Every line below that carries the word "banner" needs to be copied.

## Referring expression grounding data:
◇ ◇ ◇
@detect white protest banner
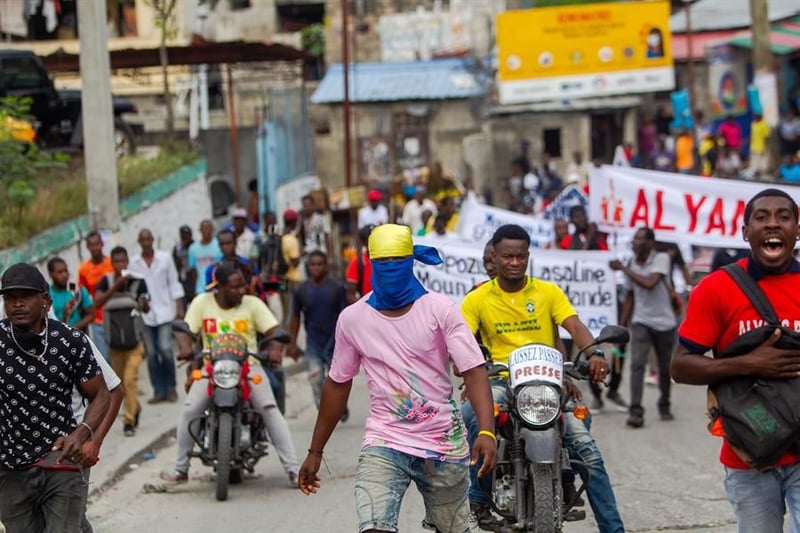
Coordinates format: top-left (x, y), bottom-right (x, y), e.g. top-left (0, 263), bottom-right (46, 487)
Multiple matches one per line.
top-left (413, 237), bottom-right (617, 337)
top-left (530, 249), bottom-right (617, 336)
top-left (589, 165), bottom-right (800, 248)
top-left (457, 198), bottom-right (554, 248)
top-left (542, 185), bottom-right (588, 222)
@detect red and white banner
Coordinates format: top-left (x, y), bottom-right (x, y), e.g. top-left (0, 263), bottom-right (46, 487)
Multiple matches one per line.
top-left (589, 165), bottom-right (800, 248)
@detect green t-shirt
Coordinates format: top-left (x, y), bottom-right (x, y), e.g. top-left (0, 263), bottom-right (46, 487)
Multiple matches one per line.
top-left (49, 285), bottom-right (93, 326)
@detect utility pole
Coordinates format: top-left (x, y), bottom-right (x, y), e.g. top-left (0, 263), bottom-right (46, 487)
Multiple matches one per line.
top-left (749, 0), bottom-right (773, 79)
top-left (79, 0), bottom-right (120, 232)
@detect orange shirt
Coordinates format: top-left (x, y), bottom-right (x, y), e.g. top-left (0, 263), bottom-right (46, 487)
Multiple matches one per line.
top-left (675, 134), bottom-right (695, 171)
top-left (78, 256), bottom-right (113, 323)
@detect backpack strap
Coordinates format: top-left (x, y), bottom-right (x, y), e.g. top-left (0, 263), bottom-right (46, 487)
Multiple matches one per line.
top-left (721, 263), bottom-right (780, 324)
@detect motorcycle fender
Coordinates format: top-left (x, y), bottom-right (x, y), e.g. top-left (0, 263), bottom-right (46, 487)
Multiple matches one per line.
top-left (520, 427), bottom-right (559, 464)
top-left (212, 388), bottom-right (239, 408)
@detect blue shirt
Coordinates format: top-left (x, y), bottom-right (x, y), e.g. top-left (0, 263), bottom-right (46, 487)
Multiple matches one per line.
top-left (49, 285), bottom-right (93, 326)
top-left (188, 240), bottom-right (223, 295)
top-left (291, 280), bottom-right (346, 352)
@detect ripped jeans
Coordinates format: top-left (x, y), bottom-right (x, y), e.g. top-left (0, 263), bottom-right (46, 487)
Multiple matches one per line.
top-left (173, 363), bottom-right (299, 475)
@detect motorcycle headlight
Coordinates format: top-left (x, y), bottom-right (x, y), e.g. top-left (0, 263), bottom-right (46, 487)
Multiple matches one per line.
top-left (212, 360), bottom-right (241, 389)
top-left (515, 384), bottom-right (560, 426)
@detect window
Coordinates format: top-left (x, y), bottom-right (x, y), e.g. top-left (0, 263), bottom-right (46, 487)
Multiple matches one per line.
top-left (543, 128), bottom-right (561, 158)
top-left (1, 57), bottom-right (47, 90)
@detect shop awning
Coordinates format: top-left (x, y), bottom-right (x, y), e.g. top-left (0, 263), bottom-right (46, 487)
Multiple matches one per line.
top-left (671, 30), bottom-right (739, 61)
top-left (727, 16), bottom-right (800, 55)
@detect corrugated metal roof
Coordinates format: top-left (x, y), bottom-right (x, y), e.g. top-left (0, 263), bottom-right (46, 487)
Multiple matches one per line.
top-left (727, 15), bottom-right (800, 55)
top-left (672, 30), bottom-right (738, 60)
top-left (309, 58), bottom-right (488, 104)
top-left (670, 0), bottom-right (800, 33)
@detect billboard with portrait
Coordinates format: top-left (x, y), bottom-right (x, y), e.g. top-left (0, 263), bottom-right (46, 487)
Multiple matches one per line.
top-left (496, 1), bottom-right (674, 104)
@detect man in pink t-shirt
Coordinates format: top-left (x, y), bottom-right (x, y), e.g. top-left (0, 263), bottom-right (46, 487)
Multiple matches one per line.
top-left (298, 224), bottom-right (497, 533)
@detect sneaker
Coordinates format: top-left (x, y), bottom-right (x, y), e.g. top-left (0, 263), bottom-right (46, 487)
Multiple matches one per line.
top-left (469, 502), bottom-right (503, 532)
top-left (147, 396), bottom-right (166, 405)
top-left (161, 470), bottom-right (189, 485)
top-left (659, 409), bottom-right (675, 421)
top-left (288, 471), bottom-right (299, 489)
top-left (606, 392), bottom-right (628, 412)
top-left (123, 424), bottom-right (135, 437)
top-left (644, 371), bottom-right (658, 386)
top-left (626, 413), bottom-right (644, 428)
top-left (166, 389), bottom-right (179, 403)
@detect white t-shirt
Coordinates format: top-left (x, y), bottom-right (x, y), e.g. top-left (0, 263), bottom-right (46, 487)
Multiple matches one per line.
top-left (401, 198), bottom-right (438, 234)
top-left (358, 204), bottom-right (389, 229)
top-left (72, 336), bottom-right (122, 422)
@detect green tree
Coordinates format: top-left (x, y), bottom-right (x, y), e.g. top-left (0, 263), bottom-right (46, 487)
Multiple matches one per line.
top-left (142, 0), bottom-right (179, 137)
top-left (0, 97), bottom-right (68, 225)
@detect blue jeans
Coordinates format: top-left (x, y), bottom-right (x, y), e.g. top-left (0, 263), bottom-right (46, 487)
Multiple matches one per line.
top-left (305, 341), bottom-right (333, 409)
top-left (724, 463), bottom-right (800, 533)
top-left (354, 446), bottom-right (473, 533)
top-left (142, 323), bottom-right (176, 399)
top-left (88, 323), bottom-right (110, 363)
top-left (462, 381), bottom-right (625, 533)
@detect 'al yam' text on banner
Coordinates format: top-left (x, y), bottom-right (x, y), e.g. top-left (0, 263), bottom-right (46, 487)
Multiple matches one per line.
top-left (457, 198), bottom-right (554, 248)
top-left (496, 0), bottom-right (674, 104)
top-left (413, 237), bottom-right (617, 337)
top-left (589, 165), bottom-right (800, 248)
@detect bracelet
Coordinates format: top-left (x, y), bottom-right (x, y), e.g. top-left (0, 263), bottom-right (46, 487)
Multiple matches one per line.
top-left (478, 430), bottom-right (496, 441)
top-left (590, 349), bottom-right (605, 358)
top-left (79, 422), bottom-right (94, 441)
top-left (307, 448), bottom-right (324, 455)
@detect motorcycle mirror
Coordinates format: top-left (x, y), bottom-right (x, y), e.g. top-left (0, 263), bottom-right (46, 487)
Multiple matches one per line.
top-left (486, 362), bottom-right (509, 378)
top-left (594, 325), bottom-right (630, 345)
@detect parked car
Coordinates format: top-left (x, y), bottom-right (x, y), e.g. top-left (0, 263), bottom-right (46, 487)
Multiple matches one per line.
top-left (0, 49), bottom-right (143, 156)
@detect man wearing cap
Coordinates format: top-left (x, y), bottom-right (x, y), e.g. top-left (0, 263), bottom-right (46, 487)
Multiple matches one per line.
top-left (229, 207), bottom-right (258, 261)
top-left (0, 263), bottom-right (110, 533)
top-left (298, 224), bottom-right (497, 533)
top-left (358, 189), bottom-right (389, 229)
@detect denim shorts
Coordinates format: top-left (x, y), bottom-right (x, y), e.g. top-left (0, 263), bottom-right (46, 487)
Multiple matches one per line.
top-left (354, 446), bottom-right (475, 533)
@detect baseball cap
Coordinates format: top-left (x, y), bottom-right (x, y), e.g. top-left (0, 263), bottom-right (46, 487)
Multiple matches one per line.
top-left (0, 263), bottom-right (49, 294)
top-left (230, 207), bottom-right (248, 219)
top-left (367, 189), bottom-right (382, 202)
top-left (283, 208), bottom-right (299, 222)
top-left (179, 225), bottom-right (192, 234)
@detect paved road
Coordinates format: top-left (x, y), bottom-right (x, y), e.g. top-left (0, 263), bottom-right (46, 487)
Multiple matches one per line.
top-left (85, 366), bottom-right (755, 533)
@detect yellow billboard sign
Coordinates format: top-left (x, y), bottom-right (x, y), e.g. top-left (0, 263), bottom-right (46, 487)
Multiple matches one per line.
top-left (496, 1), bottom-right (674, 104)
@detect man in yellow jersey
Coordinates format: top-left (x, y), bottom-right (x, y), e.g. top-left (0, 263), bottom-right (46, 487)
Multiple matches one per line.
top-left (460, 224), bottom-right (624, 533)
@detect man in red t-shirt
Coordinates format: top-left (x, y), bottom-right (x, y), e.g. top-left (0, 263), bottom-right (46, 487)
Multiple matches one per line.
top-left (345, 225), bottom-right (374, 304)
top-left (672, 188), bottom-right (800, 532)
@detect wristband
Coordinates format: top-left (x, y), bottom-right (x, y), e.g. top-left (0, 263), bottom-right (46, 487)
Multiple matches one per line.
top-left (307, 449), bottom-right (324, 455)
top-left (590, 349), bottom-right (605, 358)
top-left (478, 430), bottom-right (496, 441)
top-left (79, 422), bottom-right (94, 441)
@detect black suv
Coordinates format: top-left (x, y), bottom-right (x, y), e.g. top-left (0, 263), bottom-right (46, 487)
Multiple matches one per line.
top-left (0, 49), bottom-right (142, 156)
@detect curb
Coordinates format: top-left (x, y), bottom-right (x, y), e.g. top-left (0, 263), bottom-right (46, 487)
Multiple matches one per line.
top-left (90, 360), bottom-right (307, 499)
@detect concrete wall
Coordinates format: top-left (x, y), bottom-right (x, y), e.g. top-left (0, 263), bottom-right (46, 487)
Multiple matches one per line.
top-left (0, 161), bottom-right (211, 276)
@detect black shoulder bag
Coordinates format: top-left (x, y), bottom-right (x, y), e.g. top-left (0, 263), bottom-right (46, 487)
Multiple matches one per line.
◇ ◇ ◇
## RESULT OF THIS EXERCISE:
@detect white protest banner
@detect red and white banner
@detect 'al yam' text on banner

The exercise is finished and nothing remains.